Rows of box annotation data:
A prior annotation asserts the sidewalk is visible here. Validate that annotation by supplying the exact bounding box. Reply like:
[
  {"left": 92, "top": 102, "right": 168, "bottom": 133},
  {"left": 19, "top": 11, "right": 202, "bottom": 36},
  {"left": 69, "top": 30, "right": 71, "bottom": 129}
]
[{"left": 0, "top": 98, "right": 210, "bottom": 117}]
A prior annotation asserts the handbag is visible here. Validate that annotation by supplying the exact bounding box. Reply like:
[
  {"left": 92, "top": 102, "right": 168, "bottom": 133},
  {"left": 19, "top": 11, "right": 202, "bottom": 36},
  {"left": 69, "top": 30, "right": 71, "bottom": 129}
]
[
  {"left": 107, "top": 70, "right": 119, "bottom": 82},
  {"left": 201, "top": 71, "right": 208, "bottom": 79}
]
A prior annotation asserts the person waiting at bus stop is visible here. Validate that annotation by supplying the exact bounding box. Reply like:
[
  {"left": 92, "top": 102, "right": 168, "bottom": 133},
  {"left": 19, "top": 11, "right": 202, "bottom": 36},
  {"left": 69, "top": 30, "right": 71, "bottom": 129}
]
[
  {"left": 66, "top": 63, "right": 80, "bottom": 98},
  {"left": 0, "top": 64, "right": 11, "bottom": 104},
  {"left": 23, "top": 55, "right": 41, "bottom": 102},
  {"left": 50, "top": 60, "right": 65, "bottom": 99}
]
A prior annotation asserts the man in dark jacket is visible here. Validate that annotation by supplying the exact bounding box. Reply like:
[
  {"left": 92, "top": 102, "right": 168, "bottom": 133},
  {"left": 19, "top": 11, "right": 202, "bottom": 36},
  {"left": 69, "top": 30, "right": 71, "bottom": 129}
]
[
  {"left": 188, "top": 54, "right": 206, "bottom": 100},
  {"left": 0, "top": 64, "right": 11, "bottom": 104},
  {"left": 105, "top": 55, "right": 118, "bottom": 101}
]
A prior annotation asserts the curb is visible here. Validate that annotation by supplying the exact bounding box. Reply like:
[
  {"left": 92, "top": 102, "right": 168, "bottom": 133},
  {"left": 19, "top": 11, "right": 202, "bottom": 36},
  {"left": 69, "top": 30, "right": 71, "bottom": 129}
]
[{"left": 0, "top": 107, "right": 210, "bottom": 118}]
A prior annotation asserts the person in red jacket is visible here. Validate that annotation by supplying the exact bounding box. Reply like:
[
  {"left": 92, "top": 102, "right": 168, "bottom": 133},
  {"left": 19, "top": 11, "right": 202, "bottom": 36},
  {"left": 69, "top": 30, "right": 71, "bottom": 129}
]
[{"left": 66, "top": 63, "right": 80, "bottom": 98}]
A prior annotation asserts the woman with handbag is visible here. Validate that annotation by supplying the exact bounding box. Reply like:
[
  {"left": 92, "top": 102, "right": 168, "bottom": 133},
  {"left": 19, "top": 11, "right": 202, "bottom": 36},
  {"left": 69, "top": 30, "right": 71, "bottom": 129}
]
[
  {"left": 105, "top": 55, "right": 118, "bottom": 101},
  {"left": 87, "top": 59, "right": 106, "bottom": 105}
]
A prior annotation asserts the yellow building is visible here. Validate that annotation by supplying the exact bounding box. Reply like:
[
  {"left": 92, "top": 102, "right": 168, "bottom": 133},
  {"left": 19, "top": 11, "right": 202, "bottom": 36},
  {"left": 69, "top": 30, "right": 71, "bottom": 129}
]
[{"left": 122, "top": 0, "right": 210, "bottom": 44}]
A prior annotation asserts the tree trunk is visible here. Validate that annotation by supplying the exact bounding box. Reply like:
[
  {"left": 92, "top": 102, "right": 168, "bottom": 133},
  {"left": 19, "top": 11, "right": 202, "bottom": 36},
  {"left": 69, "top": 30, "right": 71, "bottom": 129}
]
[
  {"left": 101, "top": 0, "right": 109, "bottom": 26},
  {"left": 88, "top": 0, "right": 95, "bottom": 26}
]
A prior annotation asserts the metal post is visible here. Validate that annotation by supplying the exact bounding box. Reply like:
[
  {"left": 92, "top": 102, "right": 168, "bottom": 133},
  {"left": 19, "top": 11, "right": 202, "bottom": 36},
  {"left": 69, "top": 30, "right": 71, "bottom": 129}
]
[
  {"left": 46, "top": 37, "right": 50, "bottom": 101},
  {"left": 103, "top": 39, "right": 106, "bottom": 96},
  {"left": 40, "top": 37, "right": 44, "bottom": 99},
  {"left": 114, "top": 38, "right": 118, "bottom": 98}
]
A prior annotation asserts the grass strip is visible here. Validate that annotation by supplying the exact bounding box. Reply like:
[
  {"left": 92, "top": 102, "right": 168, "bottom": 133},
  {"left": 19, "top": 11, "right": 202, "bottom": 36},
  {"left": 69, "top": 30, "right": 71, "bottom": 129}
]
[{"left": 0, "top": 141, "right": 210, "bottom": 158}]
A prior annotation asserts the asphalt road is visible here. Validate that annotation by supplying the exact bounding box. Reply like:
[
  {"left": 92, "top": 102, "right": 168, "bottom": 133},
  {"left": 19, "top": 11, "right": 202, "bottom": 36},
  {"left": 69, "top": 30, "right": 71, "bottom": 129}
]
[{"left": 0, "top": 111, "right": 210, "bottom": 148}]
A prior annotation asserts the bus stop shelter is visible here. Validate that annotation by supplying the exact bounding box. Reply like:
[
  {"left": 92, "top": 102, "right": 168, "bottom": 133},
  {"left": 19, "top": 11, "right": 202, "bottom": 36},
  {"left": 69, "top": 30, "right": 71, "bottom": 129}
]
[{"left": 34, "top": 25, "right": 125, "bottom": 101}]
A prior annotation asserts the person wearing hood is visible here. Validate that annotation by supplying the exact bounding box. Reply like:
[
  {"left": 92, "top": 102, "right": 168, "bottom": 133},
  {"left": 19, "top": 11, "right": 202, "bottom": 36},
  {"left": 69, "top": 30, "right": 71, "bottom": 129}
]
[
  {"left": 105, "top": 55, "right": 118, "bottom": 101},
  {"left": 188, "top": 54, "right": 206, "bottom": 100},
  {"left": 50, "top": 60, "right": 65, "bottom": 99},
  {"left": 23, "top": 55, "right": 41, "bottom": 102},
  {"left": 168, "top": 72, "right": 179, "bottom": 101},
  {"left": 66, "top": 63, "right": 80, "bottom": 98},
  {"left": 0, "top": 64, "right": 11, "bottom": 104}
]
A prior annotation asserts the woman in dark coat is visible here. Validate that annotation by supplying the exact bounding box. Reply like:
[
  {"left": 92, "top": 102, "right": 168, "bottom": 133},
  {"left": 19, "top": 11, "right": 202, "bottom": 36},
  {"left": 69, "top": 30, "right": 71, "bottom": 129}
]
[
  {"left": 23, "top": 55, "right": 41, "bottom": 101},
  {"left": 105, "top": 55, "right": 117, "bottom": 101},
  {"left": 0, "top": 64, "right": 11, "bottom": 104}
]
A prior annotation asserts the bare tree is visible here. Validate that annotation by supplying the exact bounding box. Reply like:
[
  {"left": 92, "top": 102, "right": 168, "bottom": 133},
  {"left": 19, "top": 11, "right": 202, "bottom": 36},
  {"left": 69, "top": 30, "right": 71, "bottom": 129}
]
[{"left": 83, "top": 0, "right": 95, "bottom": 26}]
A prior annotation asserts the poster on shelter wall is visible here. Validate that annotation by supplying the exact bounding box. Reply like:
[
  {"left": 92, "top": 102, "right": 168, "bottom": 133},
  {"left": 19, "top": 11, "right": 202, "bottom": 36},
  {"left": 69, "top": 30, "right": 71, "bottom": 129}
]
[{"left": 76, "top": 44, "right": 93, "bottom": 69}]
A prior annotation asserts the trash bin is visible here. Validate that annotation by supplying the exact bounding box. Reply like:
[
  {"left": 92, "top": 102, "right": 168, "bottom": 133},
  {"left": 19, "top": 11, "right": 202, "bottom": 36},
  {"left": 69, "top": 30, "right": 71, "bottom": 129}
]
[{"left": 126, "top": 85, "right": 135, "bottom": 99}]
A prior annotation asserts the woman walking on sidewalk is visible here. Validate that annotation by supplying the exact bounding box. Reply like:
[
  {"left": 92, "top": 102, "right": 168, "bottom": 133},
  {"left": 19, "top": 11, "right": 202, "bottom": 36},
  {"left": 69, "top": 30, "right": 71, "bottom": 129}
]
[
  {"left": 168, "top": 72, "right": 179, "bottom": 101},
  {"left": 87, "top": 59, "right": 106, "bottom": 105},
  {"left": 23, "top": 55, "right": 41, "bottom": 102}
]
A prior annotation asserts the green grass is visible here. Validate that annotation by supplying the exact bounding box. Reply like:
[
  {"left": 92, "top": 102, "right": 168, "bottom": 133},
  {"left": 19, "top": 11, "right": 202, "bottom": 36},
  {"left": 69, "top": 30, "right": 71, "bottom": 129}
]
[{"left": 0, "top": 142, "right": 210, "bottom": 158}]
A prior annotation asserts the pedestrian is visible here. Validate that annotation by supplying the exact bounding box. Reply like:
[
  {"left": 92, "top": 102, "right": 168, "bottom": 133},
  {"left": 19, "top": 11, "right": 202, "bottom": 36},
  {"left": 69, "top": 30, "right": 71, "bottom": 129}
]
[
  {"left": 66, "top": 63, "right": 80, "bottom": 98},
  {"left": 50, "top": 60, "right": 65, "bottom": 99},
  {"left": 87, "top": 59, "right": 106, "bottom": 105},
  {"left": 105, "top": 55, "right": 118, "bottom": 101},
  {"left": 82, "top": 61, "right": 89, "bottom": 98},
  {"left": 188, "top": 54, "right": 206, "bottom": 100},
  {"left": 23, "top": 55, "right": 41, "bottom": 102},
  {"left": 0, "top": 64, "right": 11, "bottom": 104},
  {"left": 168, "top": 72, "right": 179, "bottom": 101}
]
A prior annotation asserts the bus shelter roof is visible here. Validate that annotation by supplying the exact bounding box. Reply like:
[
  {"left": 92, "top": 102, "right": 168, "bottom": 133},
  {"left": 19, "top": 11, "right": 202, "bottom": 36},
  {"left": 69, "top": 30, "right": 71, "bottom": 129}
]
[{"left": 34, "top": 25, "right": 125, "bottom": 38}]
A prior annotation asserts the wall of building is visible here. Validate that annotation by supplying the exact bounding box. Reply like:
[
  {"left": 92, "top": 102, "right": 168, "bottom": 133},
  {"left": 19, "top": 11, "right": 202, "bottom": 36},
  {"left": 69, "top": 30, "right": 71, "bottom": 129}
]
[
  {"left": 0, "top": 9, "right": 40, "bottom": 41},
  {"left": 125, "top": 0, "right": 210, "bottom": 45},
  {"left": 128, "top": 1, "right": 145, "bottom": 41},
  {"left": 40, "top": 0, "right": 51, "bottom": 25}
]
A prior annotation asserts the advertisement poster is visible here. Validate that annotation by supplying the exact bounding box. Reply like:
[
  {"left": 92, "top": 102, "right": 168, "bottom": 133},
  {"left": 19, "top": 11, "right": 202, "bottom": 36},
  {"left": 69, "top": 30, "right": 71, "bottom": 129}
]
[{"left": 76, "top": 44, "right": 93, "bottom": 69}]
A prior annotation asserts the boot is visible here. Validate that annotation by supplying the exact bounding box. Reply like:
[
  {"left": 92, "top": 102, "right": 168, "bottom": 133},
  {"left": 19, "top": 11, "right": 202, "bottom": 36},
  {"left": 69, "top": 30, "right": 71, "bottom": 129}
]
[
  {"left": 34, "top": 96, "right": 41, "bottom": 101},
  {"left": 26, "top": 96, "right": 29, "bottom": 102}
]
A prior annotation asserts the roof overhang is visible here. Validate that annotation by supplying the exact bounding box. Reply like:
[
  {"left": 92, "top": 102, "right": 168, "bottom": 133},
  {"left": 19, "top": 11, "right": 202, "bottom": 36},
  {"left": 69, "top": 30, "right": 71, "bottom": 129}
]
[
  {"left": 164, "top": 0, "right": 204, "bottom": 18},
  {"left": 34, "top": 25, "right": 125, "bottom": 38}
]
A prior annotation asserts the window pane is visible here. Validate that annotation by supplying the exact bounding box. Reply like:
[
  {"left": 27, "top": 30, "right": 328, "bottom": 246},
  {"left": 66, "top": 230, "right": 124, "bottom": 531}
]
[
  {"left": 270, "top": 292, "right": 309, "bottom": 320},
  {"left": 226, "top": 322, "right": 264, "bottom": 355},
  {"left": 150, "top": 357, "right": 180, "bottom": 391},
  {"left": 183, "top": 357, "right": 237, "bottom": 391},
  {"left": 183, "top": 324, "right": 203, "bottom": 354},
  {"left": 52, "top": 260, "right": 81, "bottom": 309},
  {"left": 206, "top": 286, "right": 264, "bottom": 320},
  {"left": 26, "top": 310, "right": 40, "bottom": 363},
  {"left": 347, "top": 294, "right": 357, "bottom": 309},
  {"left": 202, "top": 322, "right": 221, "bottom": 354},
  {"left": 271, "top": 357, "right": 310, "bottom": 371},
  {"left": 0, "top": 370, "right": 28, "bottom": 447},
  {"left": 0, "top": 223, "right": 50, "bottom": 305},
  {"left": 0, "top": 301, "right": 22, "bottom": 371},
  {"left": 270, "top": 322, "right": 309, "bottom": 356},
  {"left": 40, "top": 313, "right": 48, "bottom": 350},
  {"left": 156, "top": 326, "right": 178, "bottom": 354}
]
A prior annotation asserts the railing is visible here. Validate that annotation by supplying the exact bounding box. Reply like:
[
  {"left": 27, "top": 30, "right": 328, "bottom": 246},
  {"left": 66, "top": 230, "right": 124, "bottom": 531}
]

▸ **THE REQUEST**:
Which lines in the records above contain the word "building"? Gather every such line and copy it out.

▸ **EXERCISE SOLUTION**:
A prior annotation asserts the yellow building is visible here. Validate that annotation by supplying the exact bounding box. Reply like:
A prior annotation asserts the wall of building is visible here. Validate that annotation by supplying the exact bounding box. Reply like:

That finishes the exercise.